TASK DIRECTIONS: Lay out every line of the items below as a Markdown table with two columns, Row and Line. Number the rows and leave out blank lines.
+===+
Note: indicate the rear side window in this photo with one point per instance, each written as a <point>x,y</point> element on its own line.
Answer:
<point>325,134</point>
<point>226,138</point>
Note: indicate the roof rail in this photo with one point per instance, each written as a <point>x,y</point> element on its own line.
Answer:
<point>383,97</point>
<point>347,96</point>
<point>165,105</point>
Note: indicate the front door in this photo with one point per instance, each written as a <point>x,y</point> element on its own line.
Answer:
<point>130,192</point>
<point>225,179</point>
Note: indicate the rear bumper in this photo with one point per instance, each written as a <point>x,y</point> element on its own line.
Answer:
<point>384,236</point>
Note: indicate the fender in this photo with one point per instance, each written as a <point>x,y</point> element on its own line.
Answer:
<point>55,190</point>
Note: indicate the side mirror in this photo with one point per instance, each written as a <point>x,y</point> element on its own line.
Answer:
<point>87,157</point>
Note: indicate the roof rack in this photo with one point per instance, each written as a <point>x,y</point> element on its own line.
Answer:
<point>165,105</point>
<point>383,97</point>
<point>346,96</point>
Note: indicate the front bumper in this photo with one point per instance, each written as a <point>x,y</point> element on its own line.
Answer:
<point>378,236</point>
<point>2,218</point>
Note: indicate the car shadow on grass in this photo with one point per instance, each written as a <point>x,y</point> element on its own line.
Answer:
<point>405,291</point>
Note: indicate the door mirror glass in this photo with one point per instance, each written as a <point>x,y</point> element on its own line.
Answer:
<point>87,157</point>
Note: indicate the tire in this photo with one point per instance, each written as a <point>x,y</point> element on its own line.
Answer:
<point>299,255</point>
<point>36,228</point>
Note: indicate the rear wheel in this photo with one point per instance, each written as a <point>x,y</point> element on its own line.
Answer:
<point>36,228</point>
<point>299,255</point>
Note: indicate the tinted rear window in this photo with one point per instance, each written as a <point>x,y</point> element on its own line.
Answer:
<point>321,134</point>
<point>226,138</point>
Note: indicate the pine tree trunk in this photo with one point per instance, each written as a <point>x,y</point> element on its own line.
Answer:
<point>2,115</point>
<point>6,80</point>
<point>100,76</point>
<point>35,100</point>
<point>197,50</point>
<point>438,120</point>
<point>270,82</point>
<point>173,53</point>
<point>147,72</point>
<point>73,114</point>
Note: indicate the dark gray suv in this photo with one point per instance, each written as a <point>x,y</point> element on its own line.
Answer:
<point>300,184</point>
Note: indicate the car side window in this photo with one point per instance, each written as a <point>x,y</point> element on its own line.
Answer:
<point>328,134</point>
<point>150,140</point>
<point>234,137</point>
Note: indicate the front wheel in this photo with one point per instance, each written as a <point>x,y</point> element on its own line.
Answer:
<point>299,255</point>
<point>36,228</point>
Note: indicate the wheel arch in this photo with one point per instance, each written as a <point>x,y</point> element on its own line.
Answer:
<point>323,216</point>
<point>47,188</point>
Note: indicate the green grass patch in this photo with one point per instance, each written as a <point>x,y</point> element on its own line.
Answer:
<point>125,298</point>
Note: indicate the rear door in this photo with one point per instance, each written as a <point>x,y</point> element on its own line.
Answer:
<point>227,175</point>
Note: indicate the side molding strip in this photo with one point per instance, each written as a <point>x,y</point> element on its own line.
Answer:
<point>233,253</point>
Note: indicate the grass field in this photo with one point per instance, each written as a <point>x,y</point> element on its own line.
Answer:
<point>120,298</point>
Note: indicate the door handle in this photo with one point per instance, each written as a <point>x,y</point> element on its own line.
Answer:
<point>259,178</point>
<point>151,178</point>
+===+
TASK OUTPUT:
| Row | Line |
|---|---|
| 1 | Note: indicate the rear side window in this photo with one point per instance, each written as a <point>x,y</point> element on its own line. |
| 2 | Answer: |
| 3 | <point>325,134</point> |
| 4 | <point>226,138</point> |
| 5 | Note: indicate the roof rail in this photo with one point per instance, each written as a <point>x,y</point> element on its own line. |
| 6 | Answer: |
| 7 | <point>383,97</point> |
| 8 | <point>347,96</point> |
| 9 | <point>165,105</point> |
| 10 | Note: indicate the front door in this photo with one point per instance, each written as a <point>x,y</point> element on its own line. |
| 11 | Answer: |
| 12 | <point>130,192</point> |
| 13 | <point>225,179</point> |
| 14 | Note: indicate the rear bumper in this photo with one point per instance, each written as a <point>x,y</point> element on its own line. |
| 15 | Answer: |
| 16 | <point>384,236</point> |
| 17 | Note: indicate the fender in this photo with one point per instance, each written as a <point>x,y</point> element on its own line. |
| 18 | Answer: |
| 19 | <point>55,190</point> |
| 20 | Note: indicate the side mirror in this photo with one point per instance, each written as a <point>x,y</point> element on its own line. |
| 21 | Answer: |
| 22 | <point>87,157</point> |
| 23 | Note: indicate the roof rack in this photo with one point per instance, each written as a <point>x,y</point> element on its own line. |
| 24 | Answer: |
| 25 | <point>165,105</point> |
| 26 | <point>383,97</point> |
| 27 | <point>346,96</point> |
| 28 | Note: indicate the front bumper in this photo with one point per instance, each written as a <point>x,y</point> element on its own line. |
| 29 | Answer: |
| 30 | <point>378,236</point> |
| 31 | <point>2,218</point> |
| 32 | Note: indicate the car shadow on grass in this photo with one point per instance, each written as a <point>x,y</point> element on its own line. |
| 33 | Answer: |
| 34 | <point>405,291</point> |
| 35 | Note: indicate the door mirror glass in this photo with one point per instance, each written as a <point>x,y</point> element on its own line. |
| 36 | Answer: |
| 37 | <point>87,157</point> |
| 38 | Note: indicate the tire in this photo with one point per instance, each written as a <point>x,y</point> element on its own line. |
| 39 | Answer: |
| 40 | <point>299,255</point> |
| 41 | <point>36,228</point> |
| 42 | Note: indicate the rear wheel in this photo with one point per instance, each written as a <point>x,y</point> element on its own line. |
| 43 | Answer: |
| 44 | <point>36,228</point> |
| 45 | <point>299,255</point> |
| 46 | Note: indicate the tinted rear window in this photo with one point per instance, each written as a <point>x,y</point> element on its own line. |
| 47 | Answer: |
| 48 | <point>321,134</point> |
| 49 | <point>226,138</point> |
| 50 | Note: indicate the pine tree trunk in this photo with one point per instance, each written as a <point>x,y</point> element on its own line. |
| 51 | Answer: |
| 52 | <point>2,115</point> |
| 53 | <point>6,80</point> |
| 54 | <point>100,76</point> |
| 55 | <point>35,100</point> |
| 56 | <point>197,50</point> |
| 57 | <point>438,120</point> |
| 58 | <point>270,82</point> |
| 59 | <point>173,53</point> |
| 60 | <point>147,72</point> |
| 61 | <point>73,114</point> |
| 62 | Note: indicate the dark gray suv in this photo with one point per instance, each written as a <point>x,y</point> element on its own line. |
| 63 | Answer: |
| 64 | <point>300,184</point> |
| 65 | Note: indicate the car side window in this photo with one point per instance, each written as a <point>x,y</point> element on its own line. |
| 66 | Answer: |
| 67 | <point>328,134</point> |
| 68 | <point>150,140</point> |
| 69 | <point>234,137</point> |
| 70 | Note: indicate the front wheel in this photo with one point per instance, each written as a <point>x,y</point> element on its own line. |
| 71 | Answer: |
| 72 | <point>299,255</point> |
| 73 | <point>36,228</point> |
| 74 | Note: indicate the wheel arch in this photo with one point per instance, each written as a <point>x,y</point> element on its own line. |
| 75 | Answer: |
| 76 | <point>323,216</point> |
| 77 | <point>47,188</point> |
| 78 | Note: indicate the green grass patch in this photo with one point per instance, each written as a <point>x,y</point> element on its own line. |
| 79 | Answer: |
| 80 | <point>125,298</point> |
| 81 | Note: indicate the rear door in this photo with one point per instance, each written as a <point>x,y</point> element on its own line. |
| 82 | Answer: |
| 83 | <point>227,175</point> |
| 84 | Note: indicate the side molding strip in this photo with one point per instance, each written as a <point>x,y</point> element on its own line. |
| 85 | Answer: |
| 86 | <point>233,253</point> |
| 87 | Note: indicate the grass field in this photo with one point per instance, each written as a <point>x,y</point> element on its own line. |
| 88 | Answer: |
| 89 | <point>120,298</point> |
| 90 | Note: indicate the door handle in this photo with one point per instance, each written as a <point>x,y</point> element on its own line. |
| 91 | Answer: |
| 92 | <point>259,178</point> |
| 93 | <point>151,178</point> |